Passage shown
The Queen, First Princess and three Princesses were selected by a panel of esteemed judges for their dedication to perpetuating Japanese culture, commitment to education and passion for community service. A contestant’s total score is based on her performance in the following categories: preliminary activities, judges’ interview and Festival Ball.
Miss Popularity is awarded to the Queen Contestant who has accumulated the most points by raising funds used to support the perpetuation of the Cherry Blossom Festival. Miss Congeniality is awarded to the Queen Contestant who has been selected by her peers as exemplifying the spirit of friendship.
Proudly presenting the 71st Cherry Blossom Festival Queen and Court: Samantha Ke‘olani Marumoto was declared the 71st Cherry Blossom Festival Queen.
Marumoto is the daughter of Jay and Amber Marumoto. She graduated from Punahou School and received a bachelor of arts in history from University of California, Los Angeles with a master’s in studies in law with a business law certificate from University of Southern California Gould School of Law. Samantha is currently a realtor. In her free time, she enjoys making photo books and exercising.
When asked how she feels about being crowned the 71st Cherry Blossom Festival Queen, Marumoto said, “It feels just amazing! It’s such an honor. I love all of my fellow contestants so much and definitely wouldn’t have been able to do this experience without them. They’ve been an outstanding support system. Just having them beside me has been the best part!”
In the order that they were called, this year’s court included Princess and Miss Congeniality Jennifer Emi Kumura, Princess and Miss Popularity Emily Mieko Johnson, Princess Amber Masaye Yonamine, First Princess Chirstyn Shihori Okuno and Queen Samantha Ke‘olani Marumoto.

Data section
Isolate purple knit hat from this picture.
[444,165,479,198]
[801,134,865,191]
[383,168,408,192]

Exercise objective
Answer these questions using the Cherry Blossom Festival passage:
1. Which three categories determine a contestant's total score?
2. What is Samantha Ke‘olani Marumoto's current occupation?
3. Who was named both Princess and Miss Popularity?

Task output
1. Preliminary activities, the judges' interview, and the Festival Ball.
2. She is a realtor.
3. Emily Mieko Johnson.